━━━ Provided passage ━━━

Sunday, 18 November 2007

Waris Shah - Ishq Da Waaris (2006)

A spiritualistic story of a Sufi saint who finds inspiration in love, eclipsing into epic of Heer. Waris Shah delves sonorously into devotion in an exuberant manner, presenting a high voltage period drama.

Punjabi cinema has often been deemed as vulgar and clichéd, warranting only a layman status for its films which were accompanied by unendurable performances and tasteless storylines. However, post millennium; Punjabi films have undergone as stark a revamp as a Laurence Llewelyn Bowen boudoir, replacing the hoary with the contemporary. So when National Award winners Sai Productions announced their latest venture, Waris Shah, the first big budget period drama to originate from Punjabi cinema, expectations were mammoth.

Set in the Mughal era, the story unfolds with the emperor Aurangzeb lamenting a ban on music which he believes distracts one from God, a prohibition which hallowed saint Makhdoom chooses to ignore thus being sentenced to death. Before his early demise, he instructs his disciple Waris Shah (Gurdas Maan) to travel to Malka, a village where the ban has not yet been placed and an arena which he believes will inspire Waris to write his poetic tale, Heer.

Waris soon finds his muse in the form of Bhagpari (Juhi Chawla) and the two form a sinless love which serves as the backdrop for Waris Shah’s writings. As pigeon messengers, poetry and melodic tunes of flutes all come together to decorate the lovers rendezvous, a jealous and lustful Saabo (Divya Dutta) vies for a piece of Waris’ heart, only to be rejected by his upholding morals.

━━━

To-do list –
(1) List every actor the film review names in parentheses after a character.
(2) Quote the part of the film review that begins at "Waris Shah - Ishq" and stops after "voltage period drama.".

━━━ Data lines ━━━

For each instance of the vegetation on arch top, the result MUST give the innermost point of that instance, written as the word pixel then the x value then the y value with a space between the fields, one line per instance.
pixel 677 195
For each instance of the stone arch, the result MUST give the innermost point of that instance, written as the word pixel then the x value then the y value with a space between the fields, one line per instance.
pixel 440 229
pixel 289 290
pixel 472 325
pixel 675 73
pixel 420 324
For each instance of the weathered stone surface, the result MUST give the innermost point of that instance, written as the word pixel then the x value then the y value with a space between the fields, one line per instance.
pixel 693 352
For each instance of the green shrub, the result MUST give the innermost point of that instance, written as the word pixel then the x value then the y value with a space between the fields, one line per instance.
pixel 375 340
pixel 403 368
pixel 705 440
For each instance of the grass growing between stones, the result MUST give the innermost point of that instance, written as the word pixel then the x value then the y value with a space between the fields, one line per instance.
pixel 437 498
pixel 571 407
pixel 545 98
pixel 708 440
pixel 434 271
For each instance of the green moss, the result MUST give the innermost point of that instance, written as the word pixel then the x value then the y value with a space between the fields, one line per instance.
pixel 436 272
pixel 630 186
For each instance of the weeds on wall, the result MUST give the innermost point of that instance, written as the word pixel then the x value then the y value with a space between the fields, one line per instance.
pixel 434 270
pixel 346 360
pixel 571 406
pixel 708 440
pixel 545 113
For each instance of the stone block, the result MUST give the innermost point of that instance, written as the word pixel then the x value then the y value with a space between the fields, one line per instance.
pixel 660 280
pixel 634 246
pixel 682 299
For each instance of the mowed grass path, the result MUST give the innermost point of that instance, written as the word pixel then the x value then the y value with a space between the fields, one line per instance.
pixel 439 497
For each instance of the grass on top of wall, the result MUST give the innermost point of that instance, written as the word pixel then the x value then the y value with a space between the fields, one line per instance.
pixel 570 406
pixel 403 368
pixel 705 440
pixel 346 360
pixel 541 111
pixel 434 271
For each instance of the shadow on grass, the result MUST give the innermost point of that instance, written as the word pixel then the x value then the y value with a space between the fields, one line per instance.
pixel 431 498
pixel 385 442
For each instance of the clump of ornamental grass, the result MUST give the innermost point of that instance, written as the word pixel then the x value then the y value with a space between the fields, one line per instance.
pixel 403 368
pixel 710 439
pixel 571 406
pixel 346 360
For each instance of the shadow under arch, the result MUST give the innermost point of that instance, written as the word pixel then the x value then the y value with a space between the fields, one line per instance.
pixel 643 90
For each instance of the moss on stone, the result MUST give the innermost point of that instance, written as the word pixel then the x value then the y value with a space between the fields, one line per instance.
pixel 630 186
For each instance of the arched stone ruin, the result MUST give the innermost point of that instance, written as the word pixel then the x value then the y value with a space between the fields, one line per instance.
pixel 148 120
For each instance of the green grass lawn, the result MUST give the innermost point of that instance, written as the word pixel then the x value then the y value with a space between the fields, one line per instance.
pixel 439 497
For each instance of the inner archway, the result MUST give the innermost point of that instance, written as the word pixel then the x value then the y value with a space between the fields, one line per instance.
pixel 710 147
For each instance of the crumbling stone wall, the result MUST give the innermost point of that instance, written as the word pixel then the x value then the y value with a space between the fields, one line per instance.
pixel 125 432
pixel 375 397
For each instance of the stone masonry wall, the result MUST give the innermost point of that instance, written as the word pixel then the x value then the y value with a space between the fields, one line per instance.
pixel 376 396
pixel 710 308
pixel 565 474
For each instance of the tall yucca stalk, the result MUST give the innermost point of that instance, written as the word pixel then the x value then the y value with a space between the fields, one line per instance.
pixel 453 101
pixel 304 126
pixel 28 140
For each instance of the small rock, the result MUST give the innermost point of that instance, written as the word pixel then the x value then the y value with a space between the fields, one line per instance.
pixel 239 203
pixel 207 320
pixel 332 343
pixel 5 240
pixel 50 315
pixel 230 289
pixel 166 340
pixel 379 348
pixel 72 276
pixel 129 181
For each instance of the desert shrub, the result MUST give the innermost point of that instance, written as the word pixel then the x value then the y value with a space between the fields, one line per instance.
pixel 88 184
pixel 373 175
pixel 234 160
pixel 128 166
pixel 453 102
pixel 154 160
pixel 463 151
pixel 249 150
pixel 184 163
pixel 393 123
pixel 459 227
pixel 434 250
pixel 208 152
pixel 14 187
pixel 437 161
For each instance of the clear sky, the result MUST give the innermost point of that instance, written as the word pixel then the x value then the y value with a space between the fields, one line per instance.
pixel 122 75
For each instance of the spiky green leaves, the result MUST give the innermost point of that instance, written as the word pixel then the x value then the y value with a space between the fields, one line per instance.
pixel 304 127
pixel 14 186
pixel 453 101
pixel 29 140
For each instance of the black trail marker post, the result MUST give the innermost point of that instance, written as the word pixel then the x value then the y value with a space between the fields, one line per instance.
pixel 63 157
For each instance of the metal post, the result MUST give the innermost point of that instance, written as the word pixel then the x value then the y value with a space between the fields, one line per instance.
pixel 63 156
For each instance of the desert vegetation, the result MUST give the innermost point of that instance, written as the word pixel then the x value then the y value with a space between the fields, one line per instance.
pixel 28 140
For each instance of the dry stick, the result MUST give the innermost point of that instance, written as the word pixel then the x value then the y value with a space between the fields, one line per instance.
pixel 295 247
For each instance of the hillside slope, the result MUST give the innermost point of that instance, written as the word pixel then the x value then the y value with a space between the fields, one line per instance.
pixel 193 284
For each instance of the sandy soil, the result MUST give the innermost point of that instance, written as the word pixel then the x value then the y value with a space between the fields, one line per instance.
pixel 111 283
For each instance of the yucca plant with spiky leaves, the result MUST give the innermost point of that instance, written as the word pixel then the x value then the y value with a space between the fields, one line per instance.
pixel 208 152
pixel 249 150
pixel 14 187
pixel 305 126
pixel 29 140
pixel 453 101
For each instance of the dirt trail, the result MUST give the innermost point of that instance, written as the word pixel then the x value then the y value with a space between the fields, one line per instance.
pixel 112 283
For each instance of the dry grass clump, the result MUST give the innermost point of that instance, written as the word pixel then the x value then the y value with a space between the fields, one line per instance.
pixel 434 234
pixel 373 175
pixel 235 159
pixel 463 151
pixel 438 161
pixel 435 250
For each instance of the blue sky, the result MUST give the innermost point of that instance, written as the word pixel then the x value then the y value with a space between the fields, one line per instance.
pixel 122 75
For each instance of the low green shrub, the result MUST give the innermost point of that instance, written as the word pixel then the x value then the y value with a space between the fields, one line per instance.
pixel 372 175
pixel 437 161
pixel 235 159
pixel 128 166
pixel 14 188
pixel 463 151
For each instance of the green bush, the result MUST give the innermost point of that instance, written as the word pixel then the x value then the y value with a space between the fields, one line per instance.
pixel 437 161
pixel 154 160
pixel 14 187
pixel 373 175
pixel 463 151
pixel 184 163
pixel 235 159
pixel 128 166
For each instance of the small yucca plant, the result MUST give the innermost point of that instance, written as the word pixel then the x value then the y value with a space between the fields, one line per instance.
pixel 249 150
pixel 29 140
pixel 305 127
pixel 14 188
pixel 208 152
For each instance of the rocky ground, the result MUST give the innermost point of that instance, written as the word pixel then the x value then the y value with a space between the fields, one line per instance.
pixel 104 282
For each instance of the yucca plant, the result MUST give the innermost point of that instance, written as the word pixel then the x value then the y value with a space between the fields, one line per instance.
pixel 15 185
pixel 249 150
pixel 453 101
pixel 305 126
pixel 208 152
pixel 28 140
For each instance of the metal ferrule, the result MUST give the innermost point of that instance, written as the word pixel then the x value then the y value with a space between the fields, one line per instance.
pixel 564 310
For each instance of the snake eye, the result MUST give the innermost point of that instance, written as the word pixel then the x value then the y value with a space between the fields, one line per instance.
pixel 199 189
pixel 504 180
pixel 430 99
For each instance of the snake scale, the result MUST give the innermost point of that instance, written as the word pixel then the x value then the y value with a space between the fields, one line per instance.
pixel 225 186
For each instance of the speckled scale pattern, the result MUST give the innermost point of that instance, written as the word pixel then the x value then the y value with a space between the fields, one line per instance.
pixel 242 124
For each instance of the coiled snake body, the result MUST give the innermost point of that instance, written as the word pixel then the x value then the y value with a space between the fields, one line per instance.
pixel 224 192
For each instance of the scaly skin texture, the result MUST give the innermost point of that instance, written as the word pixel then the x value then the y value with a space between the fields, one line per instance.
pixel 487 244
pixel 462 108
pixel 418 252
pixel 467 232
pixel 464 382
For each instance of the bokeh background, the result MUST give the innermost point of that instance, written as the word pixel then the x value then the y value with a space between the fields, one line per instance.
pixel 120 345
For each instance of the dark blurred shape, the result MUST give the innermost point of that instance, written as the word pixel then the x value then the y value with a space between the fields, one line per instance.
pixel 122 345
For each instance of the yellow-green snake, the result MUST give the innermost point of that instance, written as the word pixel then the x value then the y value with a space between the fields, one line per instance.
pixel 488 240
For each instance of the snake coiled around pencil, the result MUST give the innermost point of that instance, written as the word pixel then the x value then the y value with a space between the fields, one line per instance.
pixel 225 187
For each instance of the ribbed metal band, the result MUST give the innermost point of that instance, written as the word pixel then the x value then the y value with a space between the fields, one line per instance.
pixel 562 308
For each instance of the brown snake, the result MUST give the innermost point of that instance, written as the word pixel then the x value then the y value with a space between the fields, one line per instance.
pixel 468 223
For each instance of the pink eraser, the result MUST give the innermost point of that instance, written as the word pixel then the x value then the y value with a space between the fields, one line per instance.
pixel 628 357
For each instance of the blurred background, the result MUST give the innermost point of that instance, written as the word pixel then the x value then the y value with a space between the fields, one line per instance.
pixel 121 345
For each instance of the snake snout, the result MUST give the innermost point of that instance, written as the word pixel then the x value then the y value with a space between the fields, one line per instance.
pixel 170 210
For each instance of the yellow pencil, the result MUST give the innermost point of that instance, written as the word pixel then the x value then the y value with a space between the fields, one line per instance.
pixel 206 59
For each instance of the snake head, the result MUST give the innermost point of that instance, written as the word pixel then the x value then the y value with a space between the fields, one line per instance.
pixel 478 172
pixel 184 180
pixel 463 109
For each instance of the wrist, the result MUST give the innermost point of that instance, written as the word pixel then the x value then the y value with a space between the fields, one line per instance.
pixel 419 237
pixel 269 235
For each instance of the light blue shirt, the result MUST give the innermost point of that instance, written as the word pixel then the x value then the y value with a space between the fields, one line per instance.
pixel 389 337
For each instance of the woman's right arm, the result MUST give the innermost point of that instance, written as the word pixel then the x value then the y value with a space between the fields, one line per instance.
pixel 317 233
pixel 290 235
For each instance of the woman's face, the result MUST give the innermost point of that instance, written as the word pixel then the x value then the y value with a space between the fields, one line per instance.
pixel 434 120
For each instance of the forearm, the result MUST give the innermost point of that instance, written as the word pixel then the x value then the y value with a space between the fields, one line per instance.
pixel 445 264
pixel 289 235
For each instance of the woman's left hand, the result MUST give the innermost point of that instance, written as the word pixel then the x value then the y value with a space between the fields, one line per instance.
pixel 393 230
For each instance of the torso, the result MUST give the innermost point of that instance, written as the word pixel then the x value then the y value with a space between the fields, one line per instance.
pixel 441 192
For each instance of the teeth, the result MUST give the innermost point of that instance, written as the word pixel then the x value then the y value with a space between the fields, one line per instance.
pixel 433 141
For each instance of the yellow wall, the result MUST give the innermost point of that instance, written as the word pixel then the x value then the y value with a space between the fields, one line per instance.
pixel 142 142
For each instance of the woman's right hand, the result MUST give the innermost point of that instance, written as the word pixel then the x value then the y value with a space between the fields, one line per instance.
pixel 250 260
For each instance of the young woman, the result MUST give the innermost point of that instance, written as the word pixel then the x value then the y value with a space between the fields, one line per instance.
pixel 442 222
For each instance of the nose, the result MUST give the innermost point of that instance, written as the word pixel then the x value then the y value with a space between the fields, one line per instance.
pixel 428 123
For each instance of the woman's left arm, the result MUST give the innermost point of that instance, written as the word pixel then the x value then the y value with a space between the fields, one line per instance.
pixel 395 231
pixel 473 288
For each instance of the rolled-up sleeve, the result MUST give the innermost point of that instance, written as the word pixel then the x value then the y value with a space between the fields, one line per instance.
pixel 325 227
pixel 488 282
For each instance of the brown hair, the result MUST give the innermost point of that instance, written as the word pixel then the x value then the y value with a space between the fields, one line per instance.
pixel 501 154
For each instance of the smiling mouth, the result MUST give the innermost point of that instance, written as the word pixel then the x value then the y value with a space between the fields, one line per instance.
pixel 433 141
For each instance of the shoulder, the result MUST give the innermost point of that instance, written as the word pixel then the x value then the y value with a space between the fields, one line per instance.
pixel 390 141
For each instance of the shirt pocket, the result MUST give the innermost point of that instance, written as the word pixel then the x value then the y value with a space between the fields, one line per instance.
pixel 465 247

━━━

Results for the exercise –
(1) Gurdas Maan, Juhi Chawla, Divya Dutta

(2)
Waris Shah - Ishq Da Waaris (2006)

A spiritualistic story of a Sufi saint who finds inspiration in love, eclipsing into epic of Heer. Waris Shah delves sonorously into devotion in an exuberant manner, presenting a high voltage period drama.